INSTRUCTIONS FOR THE TASK — Reproduce the data below verbatim from the line containing "bare tree shown in this photo?" through its final line, and produce nothing more.
:: RECORDS SUPPLIED ::
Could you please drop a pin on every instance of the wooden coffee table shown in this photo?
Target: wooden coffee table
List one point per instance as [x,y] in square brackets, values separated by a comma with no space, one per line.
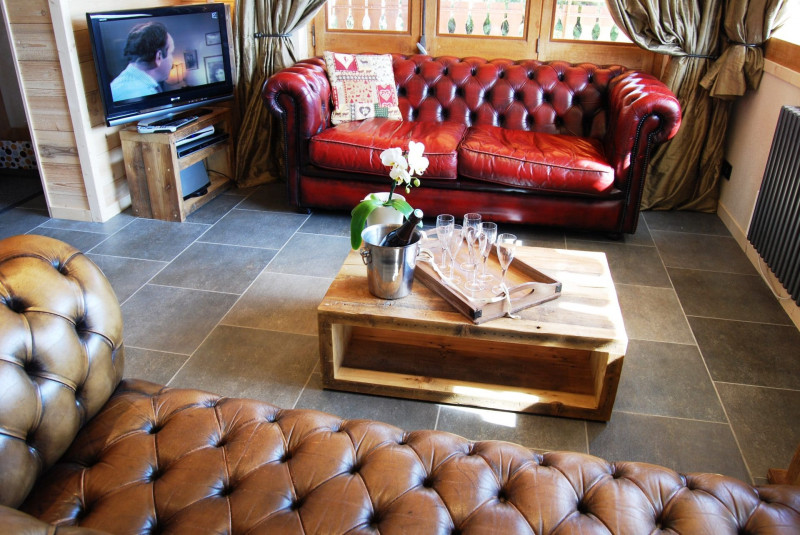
[562,358]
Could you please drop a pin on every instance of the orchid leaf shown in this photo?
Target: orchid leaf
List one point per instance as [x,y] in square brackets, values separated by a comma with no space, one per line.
[401,206]
[359,219]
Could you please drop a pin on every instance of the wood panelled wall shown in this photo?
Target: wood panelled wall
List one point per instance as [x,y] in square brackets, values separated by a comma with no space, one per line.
[80,158]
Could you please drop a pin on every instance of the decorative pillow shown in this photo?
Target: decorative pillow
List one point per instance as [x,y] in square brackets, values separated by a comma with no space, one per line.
[362,86]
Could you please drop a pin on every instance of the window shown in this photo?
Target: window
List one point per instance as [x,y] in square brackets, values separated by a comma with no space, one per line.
[585,20]
[367,15]
[570,30]
[479,17]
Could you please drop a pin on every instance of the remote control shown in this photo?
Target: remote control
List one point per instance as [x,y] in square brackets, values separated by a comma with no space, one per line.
[169,124]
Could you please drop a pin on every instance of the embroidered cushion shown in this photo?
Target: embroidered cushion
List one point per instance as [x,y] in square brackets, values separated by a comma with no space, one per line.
[362,87]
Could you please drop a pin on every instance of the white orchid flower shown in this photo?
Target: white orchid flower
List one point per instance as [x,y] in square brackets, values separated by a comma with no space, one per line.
[400,175]
[394,157]
[417,163]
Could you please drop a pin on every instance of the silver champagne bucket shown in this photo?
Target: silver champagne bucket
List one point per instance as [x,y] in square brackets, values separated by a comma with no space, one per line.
[390,270]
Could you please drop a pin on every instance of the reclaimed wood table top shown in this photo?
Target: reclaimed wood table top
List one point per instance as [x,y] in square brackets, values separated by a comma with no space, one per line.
[588,308]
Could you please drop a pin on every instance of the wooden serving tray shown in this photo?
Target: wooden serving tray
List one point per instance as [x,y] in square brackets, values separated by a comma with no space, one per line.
[527,286]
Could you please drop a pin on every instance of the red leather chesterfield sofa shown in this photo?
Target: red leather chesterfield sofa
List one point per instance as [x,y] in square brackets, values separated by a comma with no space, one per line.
[518,141]
[81,451]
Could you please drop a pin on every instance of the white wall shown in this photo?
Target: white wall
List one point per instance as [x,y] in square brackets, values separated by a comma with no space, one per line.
[749,139]
[750,133]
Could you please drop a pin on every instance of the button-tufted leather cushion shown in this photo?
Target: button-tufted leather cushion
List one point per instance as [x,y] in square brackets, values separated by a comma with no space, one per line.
[554,97]
[60,354]
[536,161]
[356,147]
[182,461]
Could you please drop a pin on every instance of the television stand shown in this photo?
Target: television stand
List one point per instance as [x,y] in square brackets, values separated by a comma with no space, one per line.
[154,168]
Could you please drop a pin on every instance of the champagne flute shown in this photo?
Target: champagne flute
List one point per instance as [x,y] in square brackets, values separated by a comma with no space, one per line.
[453,246]
[475,240]
[444,228]
[490,229]
[471,220]
[506,243]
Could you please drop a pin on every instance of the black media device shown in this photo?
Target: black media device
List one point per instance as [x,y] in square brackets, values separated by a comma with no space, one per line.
[161,63]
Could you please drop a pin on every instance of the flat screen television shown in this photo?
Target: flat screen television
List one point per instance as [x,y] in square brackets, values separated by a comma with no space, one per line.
[159,61]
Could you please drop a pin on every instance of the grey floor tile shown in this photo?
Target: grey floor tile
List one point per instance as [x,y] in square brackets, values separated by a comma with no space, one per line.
[653,314]
[749,353]
[83,241]
[214,210]
[682,445]
[150,239]
[18,221]
[684,221]
[249,363]
[215,267]
[111,226]
[536,432]
[667,380]
[280,302]
[534,236]
[765,421]
[702,251]
[126,275]
[154,366]
[312,254]
[250,228]
[328,223]
[175,320]
[726,296]
[271,197]
[640,237]
[629,264]
[403,413]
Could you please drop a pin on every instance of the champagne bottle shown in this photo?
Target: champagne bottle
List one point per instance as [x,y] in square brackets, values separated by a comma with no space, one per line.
[401,236]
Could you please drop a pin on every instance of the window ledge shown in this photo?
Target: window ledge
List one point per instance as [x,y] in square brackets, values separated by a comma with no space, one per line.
[783,53]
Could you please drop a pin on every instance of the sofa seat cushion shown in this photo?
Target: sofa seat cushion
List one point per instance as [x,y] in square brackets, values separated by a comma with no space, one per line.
[157,459]
[536,161]
[356,147]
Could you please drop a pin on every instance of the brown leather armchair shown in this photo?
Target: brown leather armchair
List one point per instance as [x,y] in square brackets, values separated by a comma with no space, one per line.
[81,451]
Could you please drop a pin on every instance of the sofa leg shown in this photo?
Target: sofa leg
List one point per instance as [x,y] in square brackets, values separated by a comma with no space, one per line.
[791,476]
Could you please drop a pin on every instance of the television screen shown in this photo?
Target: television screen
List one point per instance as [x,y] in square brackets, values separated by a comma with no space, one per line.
[157,61]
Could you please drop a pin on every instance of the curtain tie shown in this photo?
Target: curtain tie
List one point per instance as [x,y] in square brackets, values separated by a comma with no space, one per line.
[261,35]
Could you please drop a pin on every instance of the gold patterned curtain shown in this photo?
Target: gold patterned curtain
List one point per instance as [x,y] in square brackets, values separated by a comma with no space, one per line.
[684,173]
[263,47]
[747,26]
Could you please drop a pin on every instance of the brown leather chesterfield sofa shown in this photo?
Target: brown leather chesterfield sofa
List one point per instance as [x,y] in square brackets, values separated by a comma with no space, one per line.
[81,451]
[546,143]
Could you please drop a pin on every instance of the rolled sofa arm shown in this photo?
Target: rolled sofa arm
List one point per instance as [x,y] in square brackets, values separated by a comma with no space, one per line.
[300,98]
[643,113]
[13,521]
[301,93]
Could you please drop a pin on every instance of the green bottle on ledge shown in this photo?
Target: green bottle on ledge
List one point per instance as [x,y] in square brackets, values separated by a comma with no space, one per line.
[402,236]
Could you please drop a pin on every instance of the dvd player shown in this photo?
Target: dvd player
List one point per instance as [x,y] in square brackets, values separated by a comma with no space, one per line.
[201,143]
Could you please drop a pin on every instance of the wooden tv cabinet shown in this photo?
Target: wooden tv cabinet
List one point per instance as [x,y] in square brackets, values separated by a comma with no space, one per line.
[153,167]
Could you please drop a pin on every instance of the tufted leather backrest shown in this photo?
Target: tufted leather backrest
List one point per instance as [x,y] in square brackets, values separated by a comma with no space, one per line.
[61,354]
[554,97]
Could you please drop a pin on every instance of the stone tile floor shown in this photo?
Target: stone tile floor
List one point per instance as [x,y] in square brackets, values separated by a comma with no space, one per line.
[226,302]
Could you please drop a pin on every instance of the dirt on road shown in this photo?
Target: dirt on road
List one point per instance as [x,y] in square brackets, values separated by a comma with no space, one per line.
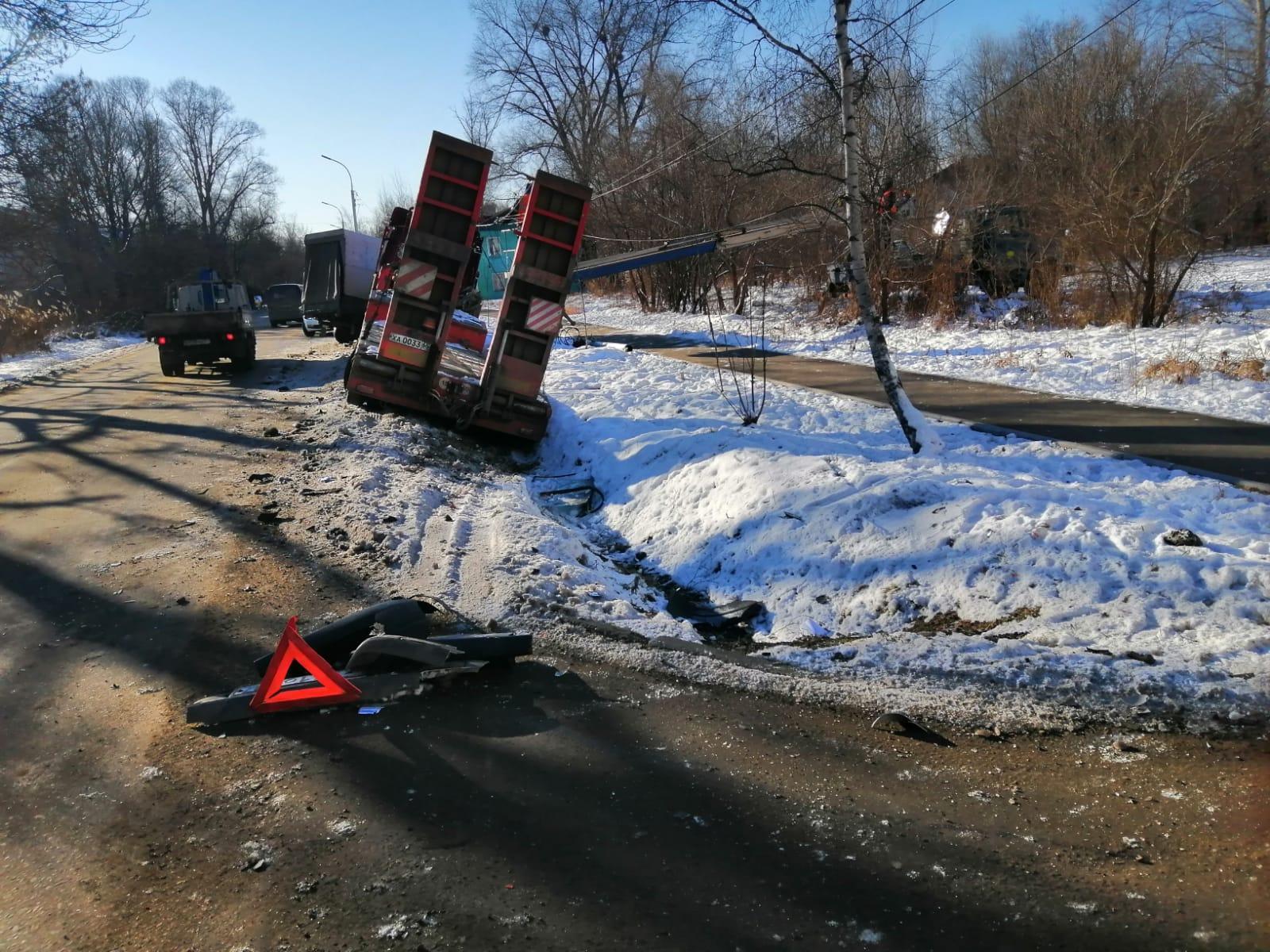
[562,804]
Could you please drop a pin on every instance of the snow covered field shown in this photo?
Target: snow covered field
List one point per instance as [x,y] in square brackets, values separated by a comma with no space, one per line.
[1000,574]
[61,353]
[1108,363]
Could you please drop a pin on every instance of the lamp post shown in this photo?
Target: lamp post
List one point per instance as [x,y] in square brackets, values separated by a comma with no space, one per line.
[338,211]
[352,194]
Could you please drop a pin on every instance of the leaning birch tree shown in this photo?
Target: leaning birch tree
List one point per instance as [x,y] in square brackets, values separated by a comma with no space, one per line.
[780,32]
[918,435]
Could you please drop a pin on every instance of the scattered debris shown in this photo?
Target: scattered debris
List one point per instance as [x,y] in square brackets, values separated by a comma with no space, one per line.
[260,856]
[895,723]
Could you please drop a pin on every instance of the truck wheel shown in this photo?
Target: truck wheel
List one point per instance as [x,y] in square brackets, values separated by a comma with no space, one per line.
[171,365]
[244,359]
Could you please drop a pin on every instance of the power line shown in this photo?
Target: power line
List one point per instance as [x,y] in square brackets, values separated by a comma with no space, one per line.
[1043,67]
[746,118]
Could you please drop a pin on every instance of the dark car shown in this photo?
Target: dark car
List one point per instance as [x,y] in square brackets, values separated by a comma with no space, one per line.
[283,304]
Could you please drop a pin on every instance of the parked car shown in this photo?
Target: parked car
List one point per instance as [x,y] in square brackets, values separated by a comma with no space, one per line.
[283,304]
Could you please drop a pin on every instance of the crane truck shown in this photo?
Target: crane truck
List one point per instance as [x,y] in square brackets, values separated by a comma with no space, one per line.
[416,353]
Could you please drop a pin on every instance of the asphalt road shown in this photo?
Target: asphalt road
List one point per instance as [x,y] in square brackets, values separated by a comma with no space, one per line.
[1232,450]
[556,805]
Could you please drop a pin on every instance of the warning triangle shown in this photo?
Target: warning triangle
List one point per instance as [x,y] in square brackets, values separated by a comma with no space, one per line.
[275,695]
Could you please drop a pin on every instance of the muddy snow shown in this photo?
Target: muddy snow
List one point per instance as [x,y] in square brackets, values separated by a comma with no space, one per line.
[1227,298]
[60,355]
[1000,569]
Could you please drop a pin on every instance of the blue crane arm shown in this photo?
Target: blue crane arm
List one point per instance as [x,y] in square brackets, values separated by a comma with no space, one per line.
[691,245]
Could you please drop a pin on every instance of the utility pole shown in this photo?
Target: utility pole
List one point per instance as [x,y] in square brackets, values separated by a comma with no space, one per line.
[338,211]
[352,194]
[918,432]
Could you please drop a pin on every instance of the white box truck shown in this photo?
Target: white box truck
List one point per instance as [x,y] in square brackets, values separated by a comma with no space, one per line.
[340,271]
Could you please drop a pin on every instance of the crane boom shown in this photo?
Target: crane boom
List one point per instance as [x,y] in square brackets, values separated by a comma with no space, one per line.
[692,245]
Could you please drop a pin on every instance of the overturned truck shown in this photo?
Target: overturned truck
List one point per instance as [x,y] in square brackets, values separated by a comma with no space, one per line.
[410,353]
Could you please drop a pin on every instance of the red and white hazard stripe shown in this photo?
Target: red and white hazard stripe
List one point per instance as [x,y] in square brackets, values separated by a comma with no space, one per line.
[544,317]
[414,278]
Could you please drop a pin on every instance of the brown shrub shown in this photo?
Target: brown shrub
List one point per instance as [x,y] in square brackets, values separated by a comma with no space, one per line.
[25,327]
[1176,370]
[1253,368]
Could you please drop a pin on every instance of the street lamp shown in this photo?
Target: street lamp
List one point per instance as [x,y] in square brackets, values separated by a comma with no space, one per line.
[340,211]
[352,194]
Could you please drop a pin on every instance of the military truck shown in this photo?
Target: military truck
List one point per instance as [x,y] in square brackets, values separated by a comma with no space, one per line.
[207,321]
[992,247]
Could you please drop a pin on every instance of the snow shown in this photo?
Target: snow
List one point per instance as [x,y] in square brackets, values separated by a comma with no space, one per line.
[61,352]
[996,582]
[996,346]
[1038,555]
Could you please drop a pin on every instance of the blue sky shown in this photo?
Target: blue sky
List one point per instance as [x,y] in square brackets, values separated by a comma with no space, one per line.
[368,82]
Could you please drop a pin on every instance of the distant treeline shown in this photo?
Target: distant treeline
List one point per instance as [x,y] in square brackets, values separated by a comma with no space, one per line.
[112,190]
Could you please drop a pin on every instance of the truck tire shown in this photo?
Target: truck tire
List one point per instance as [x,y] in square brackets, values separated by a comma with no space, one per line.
[245,359]
[171,365]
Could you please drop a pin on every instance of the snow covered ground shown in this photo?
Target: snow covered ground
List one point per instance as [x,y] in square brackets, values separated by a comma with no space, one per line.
[1003,562]
[1108,363]
[1000,574]
[61,353]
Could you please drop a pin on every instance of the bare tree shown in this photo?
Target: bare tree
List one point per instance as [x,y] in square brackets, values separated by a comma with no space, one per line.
[38,35]
[569,74]
[787,42]
[225,181]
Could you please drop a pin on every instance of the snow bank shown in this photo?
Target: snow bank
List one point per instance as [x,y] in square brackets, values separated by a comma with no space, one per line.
[1108,363]
[999,562]
[61,353]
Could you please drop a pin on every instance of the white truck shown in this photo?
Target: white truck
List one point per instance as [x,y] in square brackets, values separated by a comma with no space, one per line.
[340,271]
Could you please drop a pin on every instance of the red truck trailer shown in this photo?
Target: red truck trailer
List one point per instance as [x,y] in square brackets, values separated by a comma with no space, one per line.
[404,357]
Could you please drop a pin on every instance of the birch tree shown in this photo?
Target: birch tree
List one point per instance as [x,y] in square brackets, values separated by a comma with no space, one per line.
[848,206]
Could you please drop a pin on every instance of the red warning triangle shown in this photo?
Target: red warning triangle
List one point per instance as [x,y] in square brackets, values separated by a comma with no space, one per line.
[275,695]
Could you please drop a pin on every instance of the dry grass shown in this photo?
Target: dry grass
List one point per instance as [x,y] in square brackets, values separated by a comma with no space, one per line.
[1187,370]
[25,327]
[1253,368]
[1006,361]
[1175,370]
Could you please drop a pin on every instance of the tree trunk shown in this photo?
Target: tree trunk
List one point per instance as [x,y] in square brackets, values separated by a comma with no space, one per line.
[1149,317]
[918,432]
:::
SOLUTION TO THE EXERCISE —
Could you please drop a pin on every instance of the bare tree shown in this photo?
Target: bare tree
List one point per instance as [x,y] in square brackets, values separated by a comma with no space, one per line.
[38,35]
[569,74]
[787,42]
[225,181]
Could you please drop a pin on every instance of the snow bank shown in this photo?
Target: snow bank
List one point per instance as [x,y] in square brackets, values separated by a comma with no space, one per line.
[1108,363]
[999,562]
[61,353]
Could you please drop a pin on every instance of the white truck shown in this photo?
Target: white truck
List one point per instance as [x,y] in square brackets, values separated by a comma with no space, one per line.
[340,271]
Could you please drop a pin on every instance of the red truck trailer shown in this photo?
Target: red truck trailer
List one point per instance as [x,y] in square brackets, values separated by a comma with no space, one per line.
[404,357]
Could you please drop a pin on every instance of the birch tree shown in this photo?
Target: birch tree
List one point per instance as [x,y] in square brackets, values separated by a comma with no space, one per line.
[848,206]
Could you please drop a pin on every instance of the red warning triangle shown in this photo?
Target: red warning triangle
List one point per instance as [x,y] in square brackets, values separated by a comma with no space, one per line.
[275,695]
Could you please drop a pin on every instance of the dry grass shown in this photo?
Target: dry grass
List one point per instance as [x,y] in square brackets, values separated by a comma with no space, one per line.
[1187,370]
[25,327]
[1253,368]
[1006,361]
[1175,370]
Could you please drop a pin on every instance of the tree trunk shown in this photo?
Target: tree trunk
List one point per instance as [x,y] in square brackets, values separated by a comma with no space, one per line.
[1149,317]
[918,432]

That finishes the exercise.